1. Die Juden im Kreisgebiet bis zum Ende des 18. Jahrhunderts

Die ersten Juden im Westfälischen, die geschichtlich nachweisbar sind, stammen aus dem Rheinland, wo Handel und Handwerk im Mittelalter bedeutender waren als in Westfalen. Im Rheinland hatten sich schon in der Zeit der römischen Besatzung jüdische Kaufleute niedergelassen. Aus dem Rheinland, nämlich aus Köln, stammen demnach auch die jüdischen Familien, die sich 1424, nach der Vertreibung einer großen Kölner Judengemeinde, über das Erzstift verbreitet haben.

Zuvor hatte das Pestjahr 1350, in dem in der Stadt Münster allein 11000 Personen starben, erste jüdische Ansiedlungsversuche in Westfalen abrupt beendet. Die Juden wurden aus den Städten vertrieben und ermordet. Doch nicht die Pest soll der alleinige Grund für die Verfolgung gewesen sein, die Wut über die Verschuldung gegenüber den jüdischen Gläubigern sowie der Neid auf den Reichtum, der sich bei einigen Juden angesammelt hatte, brachen sich schon bei dieser ersten Judenverfolgung Westfalens Bahn. Diethardt Aschoff hat sie »als die größte und blutigste Verfolgung vor der Herrschaft des Nationalsozialismus« bezeichnet. In Hamm wurden sie „verjaigt, gedoedet und verbrannt“, und in Minden hieß es lateinisch: „more pecorum mactaverunt“ (sie schlachteten sie hin wie das Vieh).

Nicht mit endgültiger Sicherheit lässt sich hiermit ein Münzschatzfund aus Albringhausen bei Attendorn in Verbindung bringen, der um 1900 auf einem Acker des Hofes Springob gemacht wurde. Der Numismatiker Peter Berghaus hat diesen nach 1347 vergrabenen Schatz mit Juden in Verbindung gebracht, die ihn zur Zeit der großen Verfolgung um 1350 vergraben hätten.

====

**AUFGABE 1:** Wie viele Personen starben laut dem Dokumenttext im Pestjahr 1350 allein in der Stadt Münster?
**AUFGABE 2:** Geben Sie den Abschnitt des Dokumenttextes wörtlich wieder, der mit den Worten „Nicht mit endgültiger“ einsetzt und mit „1350 vergraben hätten.“ schließt.
Stützen Sie sich ausschließlich auf den Dokumenttext.

**BEREITGESTELLTES MATERIAL:**

====

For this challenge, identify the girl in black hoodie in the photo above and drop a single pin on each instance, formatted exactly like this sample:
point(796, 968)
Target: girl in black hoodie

====

**ENDERGEBNIS 1:** 11000 Personen

**ENDERGEBNIS 2:**
Nicht mit endgültiger Sicherheit lässt sich hiermit ein Münzschatzfund aus Albringhausen bei Attendorn in Verbindung bringen, der um 1900 auf einem Acker des Hofes Springob gemacht wurde. Der Numismatiker Peter Berghaus hat diesen nach 1347 vergrabenen Schatz mit Juden in Verbindung gebracht, die ihn zur Zeit der großen Verfolgung um 1350 vergraben hätten.